**Document:**

::::

Myth 2: Mothers are Automatically Granted Residency and Primary care

Another widespread belief is that children will always reside with their mothers after separation or divorce. While it is true that historically, mothers were often favoured in “custody” disputes, the law now elevates the best interests of the child over any automatic presumption. Both parents are considered equally, and decisions are made based on various factors, including the child’s emotional and physical needs, stability and the ability of each parent to provide care.

 

Myth 3: Fathers Have No Rights if Not Married to the Mother

Many people mistakenly believe that fathers have no parental rights if they are not married to the mother. The Children’s Act clarifies that unmarried fathers can acquire parental responsibilities and rights if they are living with the mother at the time of the child’s birth, contribute to the child’s upbringing and expenses and demonstrate a committed relationship with the child. Unmarried fathers can also apply for these rights through a court application.

::::

(Contour labeling entries)
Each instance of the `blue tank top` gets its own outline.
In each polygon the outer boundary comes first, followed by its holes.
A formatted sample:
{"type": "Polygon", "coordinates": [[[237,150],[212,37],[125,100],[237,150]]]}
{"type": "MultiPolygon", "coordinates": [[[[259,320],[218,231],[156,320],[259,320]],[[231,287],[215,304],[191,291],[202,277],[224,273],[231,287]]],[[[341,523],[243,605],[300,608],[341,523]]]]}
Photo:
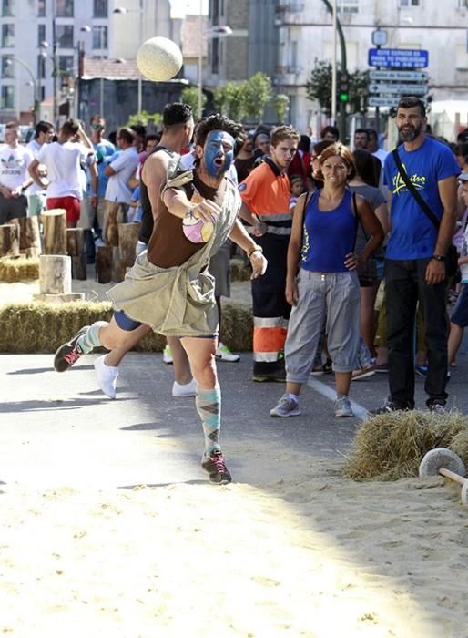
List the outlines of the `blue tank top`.
{"type": "Polygon", "coordinates": [[[344,256],[356,243],[358,221],[348,189],[332,211],[319,210],[320,190],[316,190],[304,216],[300,267],[312,273],[347,273],[344,256]]]}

::::

**Requirement:**
Carry on the text about myths in child custody and parental rights, picking up after its final sentence. These records were drawn from a separate source unrelated to the text.

**Answer for the task:**
Myth 4: Parental Rights are Absolute

Some parents believe that once they have parental rights, these rights are absolute and cannot be challenged. This is not true. Parental responsibilities and rights are always subject to the best interests of the child. Courts can intervene and alter any of these rights if it is deemed necessary for the welfare of the child. This means that if a parent is found to be neglectful or abusive, their rights can be limited or even terminated.

 

Myth 5:  Parental Responsibilities and Rights Automatically End When a Child Turns 18

It is a common misconception that parental responsibilities and rights automatically end when a child turns 18. While it is true that the legal concept of childhood ends at 18, some responsibilities, such as financial support, may continue beyond this age. Especially if the child is still dependent, such as those who are pursuing a higher education. This means that parents may still be required to support their children financially until the time that they become self-sufficient.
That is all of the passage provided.